Position annotation records:
○ ○ ○ ○ ○ ○ ○

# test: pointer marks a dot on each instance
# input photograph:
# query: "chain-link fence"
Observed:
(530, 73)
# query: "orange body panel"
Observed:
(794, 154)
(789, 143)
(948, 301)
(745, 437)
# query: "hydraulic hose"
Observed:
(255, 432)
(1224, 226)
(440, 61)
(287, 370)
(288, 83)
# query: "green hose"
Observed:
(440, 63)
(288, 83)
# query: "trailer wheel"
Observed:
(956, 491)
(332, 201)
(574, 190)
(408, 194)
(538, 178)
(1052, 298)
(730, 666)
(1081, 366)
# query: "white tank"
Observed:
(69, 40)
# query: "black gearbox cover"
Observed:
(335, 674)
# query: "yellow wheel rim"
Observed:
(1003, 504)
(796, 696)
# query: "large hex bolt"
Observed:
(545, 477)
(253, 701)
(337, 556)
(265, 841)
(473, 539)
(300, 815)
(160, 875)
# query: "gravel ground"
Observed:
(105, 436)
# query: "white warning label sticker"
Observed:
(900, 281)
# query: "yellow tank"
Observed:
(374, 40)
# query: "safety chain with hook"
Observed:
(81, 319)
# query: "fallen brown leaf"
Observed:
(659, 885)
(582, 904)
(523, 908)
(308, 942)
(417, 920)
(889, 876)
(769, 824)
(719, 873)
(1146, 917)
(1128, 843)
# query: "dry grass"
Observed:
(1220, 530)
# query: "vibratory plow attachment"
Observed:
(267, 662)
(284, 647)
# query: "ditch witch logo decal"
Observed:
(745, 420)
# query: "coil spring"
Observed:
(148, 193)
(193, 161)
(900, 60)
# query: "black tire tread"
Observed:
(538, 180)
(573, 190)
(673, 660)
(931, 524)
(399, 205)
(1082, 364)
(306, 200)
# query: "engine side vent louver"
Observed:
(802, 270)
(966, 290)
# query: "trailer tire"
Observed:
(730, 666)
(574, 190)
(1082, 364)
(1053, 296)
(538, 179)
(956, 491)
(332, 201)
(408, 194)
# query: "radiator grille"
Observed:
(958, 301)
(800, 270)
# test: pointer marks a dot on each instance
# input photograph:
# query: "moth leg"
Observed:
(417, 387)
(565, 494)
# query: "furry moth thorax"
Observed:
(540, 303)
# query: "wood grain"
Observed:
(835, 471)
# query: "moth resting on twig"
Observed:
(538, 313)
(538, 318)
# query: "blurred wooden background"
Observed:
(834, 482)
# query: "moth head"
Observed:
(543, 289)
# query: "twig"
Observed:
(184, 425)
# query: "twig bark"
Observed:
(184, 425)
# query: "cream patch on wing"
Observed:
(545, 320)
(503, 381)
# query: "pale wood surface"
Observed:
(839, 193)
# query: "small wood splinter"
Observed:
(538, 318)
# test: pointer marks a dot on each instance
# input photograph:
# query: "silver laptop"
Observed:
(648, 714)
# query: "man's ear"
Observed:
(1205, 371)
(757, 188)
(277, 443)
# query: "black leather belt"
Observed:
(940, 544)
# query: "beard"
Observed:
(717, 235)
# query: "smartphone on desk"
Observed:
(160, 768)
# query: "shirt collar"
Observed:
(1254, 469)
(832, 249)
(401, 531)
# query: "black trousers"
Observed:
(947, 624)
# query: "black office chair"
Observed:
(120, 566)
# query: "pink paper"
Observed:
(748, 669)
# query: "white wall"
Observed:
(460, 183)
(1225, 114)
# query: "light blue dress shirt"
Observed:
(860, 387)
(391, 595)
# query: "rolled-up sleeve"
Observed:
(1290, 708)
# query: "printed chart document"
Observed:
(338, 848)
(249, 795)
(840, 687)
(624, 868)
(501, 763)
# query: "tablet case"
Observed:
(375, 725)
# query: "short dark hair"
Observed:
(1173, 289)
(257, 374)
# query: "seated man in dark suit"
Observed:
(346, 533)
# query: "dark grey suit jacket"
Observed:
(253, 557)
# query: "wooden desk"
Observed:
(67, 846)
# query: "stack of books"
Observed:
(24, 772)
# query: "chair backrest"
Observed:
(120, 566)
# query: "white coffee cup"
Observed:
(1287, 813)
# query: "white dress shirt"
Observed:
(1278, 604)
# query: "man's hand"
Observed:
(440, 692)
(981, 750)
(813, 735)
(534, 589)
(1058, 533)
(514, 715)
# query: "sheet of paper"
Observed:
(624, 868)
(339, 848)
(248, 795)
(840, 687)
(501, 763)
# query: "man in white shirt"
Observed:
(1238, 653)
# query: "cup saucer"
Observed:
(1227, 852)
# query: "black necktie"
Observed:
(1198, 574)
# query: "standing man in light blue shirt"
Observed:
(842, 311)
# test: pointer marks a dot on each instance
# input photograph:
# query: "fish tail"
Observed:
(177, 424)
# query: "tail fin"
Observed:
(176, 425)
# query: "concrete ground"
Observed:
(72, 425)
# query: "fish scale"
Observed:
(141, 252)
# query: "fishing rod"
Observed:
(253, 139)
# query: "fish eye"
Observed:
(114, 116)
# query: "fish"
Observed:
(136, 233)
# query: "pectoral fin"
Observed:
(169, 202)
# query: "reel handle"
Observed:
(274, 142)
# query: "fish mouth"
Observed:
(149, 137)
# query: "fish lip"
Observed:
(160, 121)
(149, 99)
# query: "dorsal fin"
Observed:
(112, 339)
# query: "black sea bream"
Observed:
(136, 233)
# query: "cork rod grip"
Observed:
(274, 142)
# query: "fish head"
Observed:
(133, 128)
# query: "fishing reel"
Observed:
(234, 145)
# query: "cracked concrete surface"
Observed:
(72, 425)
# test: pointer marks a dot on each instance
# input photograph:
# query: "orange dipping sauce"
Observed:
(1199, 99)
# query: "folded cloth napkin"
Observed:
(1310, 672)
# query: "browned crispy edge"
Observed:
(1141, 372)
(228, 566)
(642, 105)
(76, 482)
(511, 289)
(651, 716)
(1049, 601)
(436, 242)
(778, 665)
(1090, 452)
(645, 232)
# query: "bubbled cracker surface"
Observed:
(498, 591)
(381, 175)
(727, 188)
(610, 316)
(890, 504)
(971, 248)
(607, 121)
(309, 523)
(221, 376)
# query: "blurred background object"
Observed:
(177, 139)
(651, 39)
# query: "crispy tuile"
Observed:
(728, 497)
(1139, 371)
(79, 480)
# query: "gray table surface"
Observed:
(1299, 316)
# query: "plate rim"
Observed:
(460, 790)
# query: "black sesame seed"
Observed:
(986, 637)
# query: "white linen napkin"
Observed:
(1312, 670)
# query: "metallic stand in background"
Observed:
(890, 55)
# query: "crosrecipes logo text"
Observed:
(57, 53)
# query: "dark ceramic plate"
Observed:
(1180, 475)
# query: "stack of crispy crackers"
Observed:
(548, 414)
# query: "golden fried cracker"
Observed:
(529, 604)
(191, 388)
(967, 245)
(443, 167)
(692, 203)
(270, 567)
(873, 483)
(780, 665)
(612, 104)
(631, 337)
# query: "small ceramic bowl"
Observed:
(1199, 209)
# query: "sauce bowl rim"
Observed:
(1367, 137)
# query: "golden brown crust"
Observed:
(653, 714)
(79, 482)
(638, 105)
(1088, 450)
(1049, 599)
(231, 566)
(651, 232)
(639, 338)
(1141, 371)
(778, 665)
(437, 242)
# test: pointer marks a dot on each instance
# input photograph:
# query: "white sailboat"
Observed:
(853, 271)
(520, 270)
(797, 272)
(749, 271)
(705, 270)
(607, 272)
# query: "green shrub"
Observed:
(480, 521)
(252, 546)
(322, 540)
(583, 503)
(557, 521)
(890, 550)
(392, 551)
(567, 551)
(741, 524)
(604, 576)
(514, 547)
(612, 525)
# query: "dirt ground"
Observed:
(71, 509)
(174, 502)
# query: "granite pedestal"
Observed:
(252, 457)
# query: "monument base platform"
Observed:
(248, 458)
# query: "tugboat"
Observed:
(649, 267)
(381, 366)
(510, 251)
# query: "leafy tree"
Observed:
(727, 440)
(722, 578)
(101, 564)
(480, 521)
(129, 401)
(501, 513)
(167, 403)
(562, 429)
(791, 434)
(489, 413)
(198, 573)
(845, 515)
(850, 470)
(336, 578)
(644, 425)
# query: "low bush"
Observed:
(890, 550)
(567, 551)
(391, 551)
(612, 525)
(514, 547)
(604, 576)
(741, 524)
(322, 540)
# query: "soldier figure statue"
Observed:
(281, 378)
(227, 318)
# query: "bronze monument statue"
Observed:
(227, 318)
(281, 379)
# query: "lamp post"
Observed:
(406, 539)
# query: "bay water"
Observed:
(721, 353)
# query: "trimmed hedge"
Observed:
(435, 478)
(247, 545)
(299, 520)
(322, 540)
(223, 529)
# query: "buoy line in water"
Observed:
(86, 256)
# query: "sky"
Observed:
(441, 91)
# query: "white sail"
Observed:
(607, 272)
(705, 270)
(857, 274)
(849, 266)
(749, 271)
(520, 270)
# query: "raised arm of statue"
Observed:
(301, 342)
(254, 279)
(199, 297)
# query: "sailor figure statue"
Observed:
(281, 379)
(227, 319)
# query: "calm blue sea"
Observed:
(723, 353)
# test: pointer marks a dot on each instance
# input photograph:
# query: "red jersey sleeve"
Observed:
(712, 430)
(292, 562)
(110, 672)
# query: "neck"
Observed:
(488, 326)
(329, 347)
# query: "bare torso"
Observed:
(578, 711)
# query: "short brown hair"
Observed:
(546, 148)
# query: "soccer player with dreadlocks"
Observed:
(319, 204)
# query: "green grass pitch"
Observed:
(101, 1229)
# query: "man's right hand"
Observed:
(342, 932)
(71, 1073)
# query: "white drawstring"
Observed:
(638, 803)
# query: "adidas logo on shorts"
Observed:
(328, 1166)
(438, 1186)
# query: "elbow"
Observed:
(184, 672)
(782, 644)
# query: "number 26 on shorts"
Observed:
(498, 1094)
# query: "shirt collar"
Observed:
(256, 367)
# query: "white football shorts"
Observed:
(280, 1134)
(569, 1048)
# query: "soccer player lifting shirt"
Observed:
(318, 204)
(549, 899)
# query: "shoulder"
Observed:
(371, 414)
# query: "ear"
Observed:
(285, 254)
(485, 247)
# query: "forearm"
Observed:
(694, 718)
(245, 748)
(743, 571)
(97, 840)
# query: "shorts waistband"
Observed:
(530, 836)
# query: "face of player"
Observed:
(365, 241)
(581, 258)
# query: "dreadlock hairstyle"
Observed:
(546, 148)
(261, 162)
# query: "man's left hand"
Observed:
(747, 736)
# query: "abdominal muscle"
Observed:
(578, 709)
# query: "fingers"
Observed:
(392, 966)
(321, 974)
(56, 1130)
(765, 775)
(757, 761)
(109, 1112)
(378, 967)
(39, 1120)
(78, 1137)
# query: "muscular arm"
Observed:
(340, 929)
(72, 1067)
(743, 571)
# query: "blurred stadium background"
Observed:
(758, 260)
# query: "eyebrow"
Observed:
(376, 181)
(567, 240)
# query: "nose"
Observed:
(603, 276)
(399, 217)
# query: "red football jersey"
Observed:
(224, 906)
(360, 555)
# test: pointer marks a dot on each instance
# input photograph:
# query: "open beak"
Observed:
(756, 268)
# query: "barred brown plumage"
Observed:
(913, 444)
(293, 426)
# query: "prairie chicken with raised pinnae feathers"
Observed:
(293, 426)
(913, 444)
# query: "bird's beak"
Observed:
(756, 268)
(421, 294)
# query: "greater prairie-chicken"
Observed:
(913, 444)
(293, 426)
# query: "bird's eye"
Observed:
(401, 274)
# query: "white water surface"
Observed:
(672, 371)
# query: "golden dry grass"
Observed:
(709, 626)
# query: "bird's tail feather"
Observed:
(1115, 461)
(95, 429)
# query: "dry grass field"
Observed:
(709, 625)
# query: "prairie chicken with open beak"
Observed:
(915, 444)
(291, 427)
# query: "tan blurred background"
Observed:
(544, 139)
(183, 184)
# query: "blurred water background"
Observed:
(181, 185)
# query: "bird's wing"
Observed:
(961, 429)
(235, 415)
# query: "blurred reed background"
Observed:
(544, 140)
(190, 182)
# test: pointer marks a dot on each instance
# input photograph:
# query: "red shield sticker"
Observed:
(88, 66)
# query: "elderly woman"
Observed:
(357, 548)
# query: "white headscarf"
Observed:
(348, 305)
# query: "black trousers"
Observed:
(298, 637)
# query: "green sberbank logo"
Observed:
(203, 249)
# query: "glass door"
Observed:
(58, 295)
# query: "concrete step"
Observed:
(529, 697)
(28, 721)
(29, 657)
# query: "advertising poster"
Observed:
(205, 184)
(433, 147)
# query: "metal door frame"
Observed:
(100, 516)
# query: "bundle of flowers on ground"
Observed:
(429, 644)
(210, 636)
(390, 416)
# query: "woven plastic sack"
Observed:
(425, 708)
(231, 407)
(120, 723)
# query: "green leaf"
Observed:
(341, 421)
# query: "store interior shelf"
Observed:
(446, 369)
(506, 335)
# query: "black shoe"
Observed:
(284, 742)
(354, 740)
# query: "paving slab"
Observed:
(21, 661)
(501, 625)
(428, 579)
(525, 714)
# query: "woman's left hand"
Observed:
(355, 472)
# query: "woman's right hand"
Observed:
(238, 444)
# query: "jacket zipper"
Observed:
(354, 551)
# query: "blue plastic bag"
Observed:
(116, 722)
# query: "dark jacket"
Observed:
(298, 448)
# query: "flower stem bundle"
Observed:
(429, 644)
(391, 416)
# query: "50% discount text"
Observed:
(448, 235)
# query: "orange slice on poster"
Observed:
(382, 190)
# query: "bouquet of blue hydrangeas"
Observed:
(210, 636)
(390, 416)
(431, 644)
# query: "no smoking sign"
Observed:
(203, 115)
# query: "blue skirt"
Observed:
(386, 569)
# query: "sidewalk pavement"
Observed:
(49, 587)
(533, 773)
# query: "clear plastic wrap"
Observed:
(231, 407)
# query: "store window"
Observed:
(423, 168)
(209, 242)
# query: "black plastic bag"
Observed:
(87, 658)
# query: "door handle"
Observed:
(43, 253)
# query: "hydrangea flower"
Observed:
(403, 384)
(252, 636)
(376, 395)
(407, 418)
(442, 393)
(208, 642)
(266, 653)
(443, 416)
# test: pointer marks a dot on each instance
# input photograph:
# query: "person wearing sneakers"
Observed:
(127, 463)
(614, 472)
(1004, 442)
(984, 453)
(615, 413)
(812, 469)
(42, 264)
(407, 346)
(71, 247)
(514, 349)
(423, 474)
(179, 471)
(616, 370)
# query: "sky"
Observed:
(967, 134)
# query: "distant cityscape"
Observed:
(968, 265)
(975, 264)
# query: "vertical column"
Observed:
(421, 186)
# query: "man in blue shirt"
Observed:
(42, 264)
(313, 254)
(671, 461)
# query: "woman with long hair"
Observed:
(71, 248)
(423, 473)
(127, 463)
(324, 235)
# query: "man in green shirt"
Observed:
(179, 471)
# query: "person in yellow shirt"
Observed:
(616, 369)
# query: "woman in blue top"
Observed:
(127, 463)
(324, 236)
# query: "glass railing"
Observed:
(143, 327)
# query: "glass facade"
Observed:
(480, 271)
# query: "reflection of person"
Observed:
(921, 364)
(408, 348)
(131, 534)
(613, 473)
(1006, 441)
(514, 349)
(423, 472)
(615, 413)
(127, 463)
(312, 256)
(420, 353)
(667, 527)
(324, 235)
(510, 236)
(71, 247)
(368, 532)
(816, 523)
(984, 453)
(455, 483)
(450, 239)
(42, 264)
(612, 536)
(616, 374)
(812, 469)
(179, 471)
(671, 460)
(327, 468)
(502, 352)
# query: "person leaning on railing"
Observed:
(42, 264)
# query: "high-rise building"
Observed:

○ ○ ○ ○ ○ ○ ○

Goal: Please show every line from the records above that contains the word "tire".

Result:
# query: "black tire tread"
# query: "trailer tire"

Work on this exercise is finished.